--- Work required ---
State how many lines of the material below contain the string "brown", matching case exactly. Reply with the number alone.

==== Extracted data

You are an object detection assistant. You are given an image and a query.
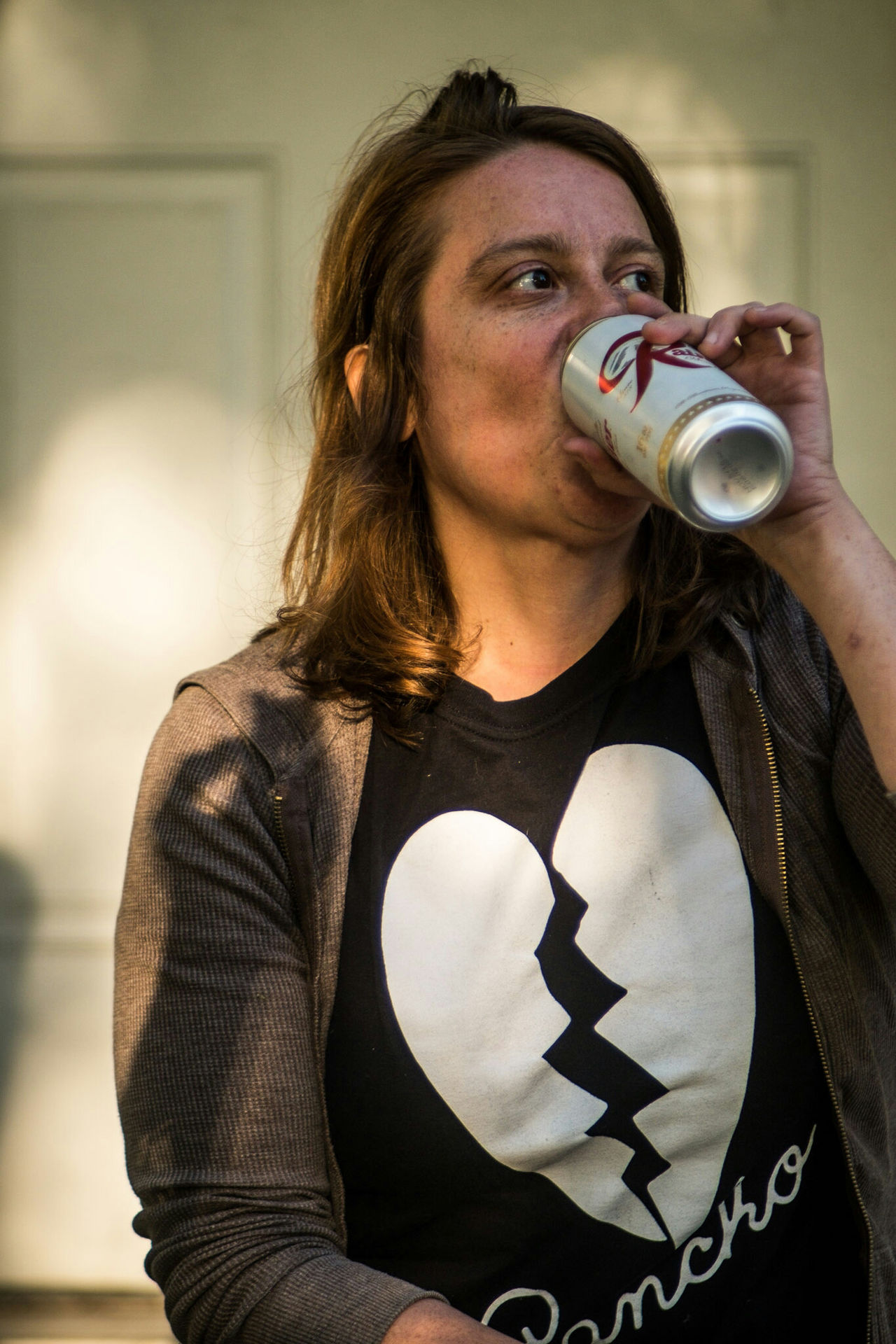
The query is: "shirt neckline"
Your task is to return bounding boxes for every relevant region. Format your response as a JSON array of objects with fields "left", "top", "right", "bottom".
[{"left": 434, "top": 602, "right": 637, "bottom": 735}]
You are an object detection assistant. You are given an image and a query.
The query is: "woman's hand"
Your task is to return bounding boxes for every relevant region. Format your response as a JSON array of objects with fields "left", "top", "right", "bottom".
[
  {"left": 629, "top": 294, "right": 896, "bottom": 792},
  {"left": 629, "top": 294, "right": 846, "bottom": 564}
]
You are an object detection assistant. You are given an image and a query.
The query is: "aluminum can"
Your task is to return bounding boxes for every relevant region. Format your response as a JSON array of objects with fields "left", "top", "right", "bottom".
[{"left": 561, "top": 313, "right": 794, "bottom": 532}]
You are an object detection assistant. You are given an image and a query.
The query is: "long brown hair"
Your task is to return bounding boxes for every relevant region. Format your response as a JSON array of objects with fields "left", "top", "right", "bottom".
[{"left": 271, "top": 69, "right": 763, "bottom": 741}]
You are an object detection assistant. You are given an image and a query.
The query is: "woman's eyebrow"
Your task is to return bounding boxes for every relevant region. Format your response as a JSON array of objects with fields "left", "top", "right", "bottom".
[{"left": 462, "top": 232, "right": 664, "bottom": 286}]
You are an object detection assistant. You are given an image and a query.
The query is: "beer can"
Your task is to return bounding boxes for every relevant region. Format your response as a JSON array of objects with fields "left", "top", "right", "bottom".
[{"left": 561, "top": 313, "right": 794, "bottom": 532}]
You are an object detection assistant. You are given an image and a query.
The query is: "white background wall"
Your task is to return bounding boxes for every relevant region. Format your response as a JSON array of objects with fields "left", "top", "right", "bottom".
[{"left": 0, "top": 0, "right": 896, "bottom": 1287}]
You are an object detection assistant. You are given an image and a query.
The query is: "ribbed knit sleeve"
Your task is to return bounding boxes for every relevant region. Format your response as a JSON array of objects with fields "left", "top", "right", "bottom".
[{"left": 115, "top": 687, "right": 443, "bottom": 1344}]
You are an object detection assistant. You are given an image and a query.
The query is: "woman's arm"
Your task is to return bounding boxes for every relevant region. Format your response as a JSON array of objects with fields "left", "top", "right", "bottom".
[
  {"left": 630, "top": 294, "right": 896, "bottom": 792},
  {"left": 115, "top": 687, "right": 446, "bottom": 1344}
]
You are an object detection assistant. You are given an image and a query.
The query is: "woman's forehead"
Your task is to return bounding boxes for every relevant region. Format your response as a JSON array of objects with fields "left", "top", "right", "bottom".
[{"left": 437, "top": 144, "right": 650, "bottom": 260}]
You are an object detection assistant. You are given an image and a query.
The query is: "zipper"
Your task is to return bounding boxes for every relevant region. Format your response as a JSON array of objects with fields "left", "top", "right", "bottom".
[{"left": 750, "top": 687, "right": 874, "bottom": 1344}]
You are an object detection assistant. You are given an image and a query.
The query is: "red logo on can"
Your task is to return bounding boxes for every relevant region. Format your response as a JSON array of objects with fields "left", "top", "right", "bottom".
[{"left": 598, "top": 332, "right": 716, "bottom": 412}]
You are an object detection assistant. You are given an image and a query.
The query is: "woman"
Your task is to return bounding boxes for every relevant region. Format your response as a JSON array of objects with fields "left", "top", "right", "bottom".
[{"left": 117, "top": 71, "right": 896, "bottom": 1344}]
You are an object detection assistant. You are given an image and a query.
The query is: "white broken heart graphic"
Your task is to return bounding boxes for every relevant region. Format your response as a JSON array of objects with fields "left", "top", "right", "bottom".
[{"left": 382, "top": 743, "right": 755, "bottom": 1245}]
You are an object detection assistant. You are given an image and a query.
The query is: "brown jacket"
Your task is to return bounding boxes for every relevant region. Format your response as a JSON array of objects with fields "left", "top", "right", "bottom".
[{"left": 115, "top": 584, "right": 896, "bottom": 1344}]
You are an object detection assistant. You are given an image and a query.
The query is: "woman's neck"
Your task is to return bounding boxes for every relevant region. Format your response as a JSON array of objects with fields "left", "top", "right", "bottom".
[{"left": 444, "top": 524, "right": 631, "bottom": 700}]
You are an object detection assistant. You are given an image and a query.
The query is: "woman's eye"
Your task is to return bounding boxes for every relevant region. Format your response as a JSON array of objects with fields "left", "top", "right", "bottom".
[
  {"left": 620, "top": 270, "right": 653, "bottom": 294},
  {"left": 510, "top": 266, "right": 554, "bottom": 292}
]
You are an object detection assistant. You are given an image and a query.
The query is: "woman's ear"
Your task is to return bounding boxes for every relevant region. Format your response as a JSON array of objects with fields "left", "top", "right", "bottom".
[
  {"left": 342, "top": 345, "right": 367, "bottom": 410},
  {"left": 342, "top": 344, "right": 416, "bottom": 442}
]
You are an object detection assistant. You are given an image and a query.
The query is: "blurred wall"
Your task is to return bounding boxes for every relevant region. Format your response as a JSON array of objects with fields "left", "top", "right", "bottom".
[{"left": 0, "top": 0, "right": 896, "bottom": 1287}]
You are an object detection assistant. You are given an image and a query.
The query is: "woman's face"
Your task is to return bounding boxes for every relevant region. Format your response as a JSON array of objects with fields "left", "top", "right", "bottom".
[{"left": 415, "top": 144, "right": 664, "bottom": 561}]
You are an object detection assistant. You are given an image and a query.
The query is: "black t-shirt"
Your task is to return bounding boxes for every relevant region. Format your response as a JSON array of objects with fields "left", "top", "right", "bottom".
[{"left": 325, "top": 613, "right": 864, "bottom": 1344}]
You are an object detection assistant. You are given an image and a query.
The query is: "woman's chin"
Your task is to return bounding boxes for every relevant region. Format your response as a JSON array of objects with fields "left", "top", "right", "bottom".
[{"left": 563, "top": 435, "right": 655, "bottom": 504}]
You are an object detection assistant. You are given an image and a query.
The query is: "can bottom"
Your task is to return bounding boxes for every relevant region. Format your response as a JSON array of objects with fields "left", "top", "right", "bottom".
[{"left": 669, "top": 424, "right": 788, "bottom": 531}]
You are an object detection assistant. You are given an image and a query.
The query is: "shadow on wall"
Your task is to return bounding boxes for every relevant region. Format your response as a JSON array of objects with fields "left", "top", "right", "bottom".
[{"left": 0, "top": 849, "right": 38, "bottom": 1119}]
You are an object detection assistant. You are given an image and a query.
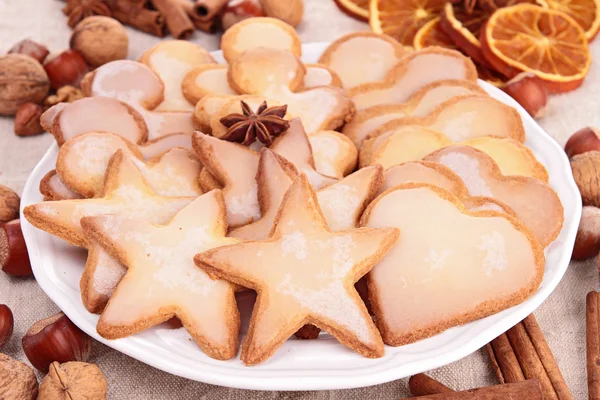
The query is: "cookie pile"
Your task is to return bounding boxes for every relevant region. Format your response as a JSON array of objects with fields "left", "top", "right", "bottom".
[{"left": 24, "top": 18, "right": 563, "bottom": 365}]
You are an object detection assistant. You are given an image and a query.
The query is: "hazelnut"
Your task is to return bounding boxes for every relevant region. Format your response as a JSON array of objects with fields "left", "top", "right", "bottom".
[
  {"left": 15, "top": 103, "right": 44, "bottom": 136},
  {"left": 38, "top": 362, "right": 108, "bottom": 400},
  {"left": 0, "top": 54, "right": 50, "bottom": 115},
  {"left": 0, "top": 304, "right": 15, "bottom": 349},
  {"left": 571, "top": 151, "right": 600, "bottom": 207},
  {"left": 502, "top": 72, "right": 548, "bottom": 118},
  {"left": 221, "top": 0, "right": 265, "bottom": 30},
  {"left": 22, "top": 312, "right": 92, "bottom": 372},
  {"left": 8, "top": 39, "right": 50, "bottom": 63},
  {"left": 44, "top": 50, "right": 88, "bottom": 90},
  {"left": 0, "top": 185, "right": 21, "bottom": 222},
  {"left": 0, "top": 353, "right": 38, "bottom": 400},
  {"left": 260, "top": 0, "right": 304, "bottom": 27},
  {"left": 572, "top": 206, "right": 600, "bottom": 260},
  {"left": 0, "top": 219, "right": 33, "bottom": 276},
  {"left": 70, "top": 16, "right": 129, "bottom": 68},
  {"left": 565, "top": 126, "right": 600, "bottom": 158}
]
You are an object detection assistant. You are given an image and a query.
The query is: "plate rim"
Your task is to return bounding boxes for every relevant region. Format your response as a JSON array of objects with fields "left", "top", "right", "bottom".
[{"left": 21, "top": 42, "right": 582, "bottom": 391}]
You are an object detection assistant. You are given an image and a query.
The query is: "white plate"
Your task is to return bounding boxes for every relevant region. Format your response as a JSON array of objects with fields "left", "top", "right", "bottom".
[{"left": 21, "top": 43, "right": 581, "bottom": 390}]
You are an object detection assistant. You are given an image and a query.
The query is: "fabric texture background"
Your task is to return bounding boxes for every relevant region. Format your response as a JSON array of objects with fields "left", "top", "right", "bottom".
[{"left": 0, "top": 0, "right": 600, "bottom": 400}]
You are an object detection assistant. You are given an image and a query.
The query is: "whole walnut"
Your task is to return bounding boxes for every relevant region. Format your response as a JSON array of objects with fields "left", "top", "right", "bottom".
[
  {"left": 0, "top": 353, "right": 38, "bottom": 400},
  {"left": 38, "top": 362, "right": 108, "bottom": 400},
  {"left": 70, "top": 16, "right": 129, "bottom": 68},
  {"left": 0, "top": 54, "right": 50, "bottom": 115},
  {"left": 0, "top": 185, "right": 21, "bottom": 222}
]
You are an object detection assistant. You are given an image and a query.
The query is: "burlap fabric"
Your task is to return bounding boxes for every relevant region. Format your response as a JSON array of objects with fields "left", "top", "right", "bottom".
[{"left": 0, "top": 0, "right": 600, "bottom": 400}]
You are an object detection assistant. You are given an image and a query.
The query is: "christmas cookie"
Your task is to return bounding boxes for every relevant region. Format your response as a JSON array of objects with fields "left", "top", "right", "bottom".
[
  {"left": 361, "top": 183, "right": 545, "bottom": 346},
  {"left": 348, "top": 47, "right": 477, "bottom": 111},
  {"left": 195, "top": 175, "right": 399, "bottom": 365},
  {"left": 221, "top": 17, "right": 302, "bottom": 63},
  {"left": 425, "top": 146, "right": 563, "bottom": 247},
  {"left": 319, "top": 32, "right": 406, "bottom": 89},
  {"left": 81, "top": 190, "right": 240, "bottom": 360}
]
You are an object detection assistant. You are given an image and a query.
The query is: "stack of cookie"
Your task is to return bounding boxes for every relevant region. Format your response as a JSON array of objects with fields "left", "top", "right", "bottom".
[{"left": 24, "top": 18, "right": 563, "bottom": 364}]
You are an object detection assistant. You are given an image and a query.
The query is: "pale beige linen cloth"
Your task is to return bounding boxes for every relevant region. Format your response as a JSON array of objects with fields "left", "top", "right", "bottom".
[{"left": 0, "top": 0, "right": 600, "bottom": 400}]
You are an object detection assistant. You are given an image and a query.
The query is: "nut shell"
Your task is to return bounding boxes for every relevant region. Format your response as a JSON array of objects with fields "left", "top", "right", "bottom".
[
  {"left": 0, "top": 185, "right": 21, "bottom": 222},
  {"left": 70, "top": 16, "right": 129, "bottom": 68},
  {"left": 22, "top": 312, "right": 92, "bottom": 372},
  {"left": 571, "top": 151, "right": 600, "bottom": 207},
  {"left": 0, "top": 353, "right": 38, "bottom": 400},
  {"left": 39, "top": 362, "right": 108, "bottom": 400},
  {"left": 565, "top": 126, "right": 600, "bottom": 158},
  {"left": 0, "top": 54, "right": 50, "bottom": 115}
]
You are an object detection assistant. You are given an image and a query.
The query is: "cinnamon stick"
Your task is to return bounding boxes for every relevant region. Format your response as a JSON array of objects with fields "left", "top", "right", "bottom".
[
  {"left": 585, "top": 292, "right": 600, "bottom": 400},
  {"left": 110, "top": 0, "right": 166, "bottom": 37},
  {"left": 193, "top": 0, "right": 228, "bottom": 22},
  {"left": 408, "top": 374, "right": 454, "bottom": 396},
  {"left": 177, "top": 0, "right": 219, "bottom": 33},
  {"left": 404, "top": 379, "right": 544, "bottom": 400},
  {"left": 488, "top": 314, "right": 573, "bottom": 400},
  {"left": 151, "top": 0, "right": 194, "bottom": 39}
]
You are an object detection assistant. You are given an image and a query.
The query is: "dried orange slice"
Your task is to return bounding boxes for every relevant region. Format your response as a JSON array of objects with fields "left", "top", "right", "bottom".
[
  {"left": 413, "top": 17, "right": 506, "bottom": 87},
  {"left": 540, "top": 0, "right": 600, "bottom": 41},
  {"left": 481, "top": 4, "right": 591, "bottom": 92},
  {"left": 369, "top": 0, "right": 446, "bottom": 46},
  {"left": 334, "top": 0, "right": 369, "bottom": 21},
  {"left": 413, "top": 17, "right": 457, "bottom": 50}
]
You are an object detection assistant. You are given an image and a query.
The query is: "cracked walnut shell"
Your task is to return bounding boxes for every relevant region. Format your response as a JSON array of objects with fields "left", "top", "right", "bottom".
[
  {"left": 571, "top": 151, "right": 600, "bottom": 207},
  {"left": 0, "top": 353, "right": 38, "bottom": 400},
  {"left": 38, "top": 362, "right": 107, "bottom": 400}
]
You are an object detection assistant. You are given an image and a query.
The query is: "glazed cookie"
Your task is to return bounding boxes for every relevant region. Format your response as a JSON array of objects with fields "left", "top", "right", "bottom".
[
  {"left": 181, "top": 64, "right": 238, "bottom": 104},
  {"left": 81, "top": 60, "right": 194, "bottom": 140},
  {"left": 23, "top": 150, "right": 194, "bottom": 248},
  {"left": 221, "top": 17, "right": 302, "bottom": 62},
  {"left": 56, "top": 132, "right": 202, "bottom": 197},
  {"left": 319, "top": 32, "right": 406, "bottom": 89},
  {"left": 139, "top": 40, "right": 216, "bottom": 112},
  {"left": 40, "top": 169, "right": 83, "bottom": 201},
  {"left": 81, "top": 190, "right": 240, "bottom": 360},
  {"left": 359, "top": 126, "right": 548, "bottom": 181},
  {"left": 229, "top": 148, "right": 383, "bottom": 240},
  {"left": 304, "top": 64, "right": 342, "bottom": 90},
  {"left": 308, "top": 131, "right": 358, "bottom": 179},
  {"left": 348, "top": 47, "right": 477, "bottom": 111},
  {"left": 361, "top": 184, "right": 545, "bottom": 346},
  {"left": 342, "top": 80, "right": 485, "bottom": 147},
  {"left": 41, "top": 97, "right": 148, "bottom": 146},
  {"left": 363, "top": 95, "right": 525, "bottom": 148},
  {"left": 195, "top": 175, "right": 399, "bottom": 365},
  {"left": 425, "top": 146, "right": 564, "bottom": 247},
  {"left": 379, "top": 161, "right": 516, "bottom": 217}
]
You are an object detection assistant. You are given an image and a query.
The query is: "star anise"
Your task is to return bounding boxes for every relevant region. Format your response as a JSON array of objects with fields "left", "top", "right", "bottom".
[
  {"left": 63, "top": 0, "right": 112, "bottom": 28},
  {"left": 220, "top": 100, "right": 290, "bottom": 146}
]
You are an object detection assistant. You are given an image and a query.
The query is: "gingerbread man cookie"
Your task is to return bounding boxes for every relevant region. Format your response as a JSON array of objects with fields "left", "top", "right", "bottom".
[{"left": 195, "top": 175, "right": 399, "bottom": 365}]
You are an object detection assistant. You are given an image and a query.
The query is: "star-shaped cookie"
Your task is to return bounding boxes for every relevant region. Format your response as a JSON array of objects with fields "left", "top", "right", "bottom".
[
  {"left": 23, "top": 150, "right": 195, "bottom": 248},
  {"left": 195, "top": 175, "right": 399, "bottom": 365},
  {"left": 81, "top": 190, "right": 240, "bottom": 360},
  {"left": 229, "top": 148, "right": 383, "bottom": 240}
]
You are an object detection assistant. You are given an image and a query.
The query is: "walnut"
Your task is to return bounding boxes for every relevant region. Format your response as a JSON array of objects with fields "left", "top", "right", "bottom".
[
  {"left": 70, "top": 16, "right": 129, "bottom": 68},
  {"left": 38, "top": 362, "right": 107, "bottom": 400},
  {"left": 44, "top": 85, "right": 83, "bottom": 110},
  {"left": 0, "top": 54, "right": 50, "bottom": 115},
  {"left": 0, "top": 354, "right": 38, "bottom": 400},
  {"left": 0, "top": 185, "right": 21, "bottom": 222}
]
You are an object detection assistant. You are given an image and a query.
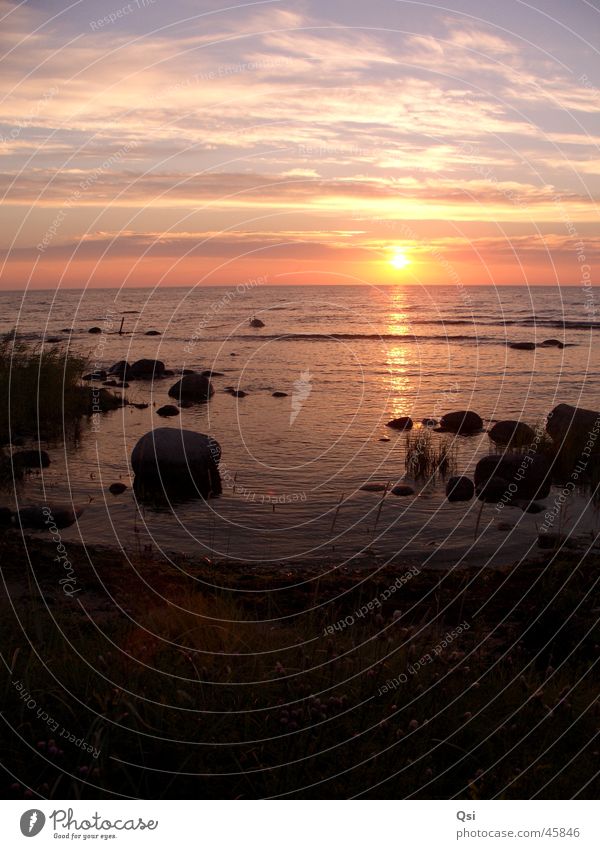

========

--- Final answer ---
2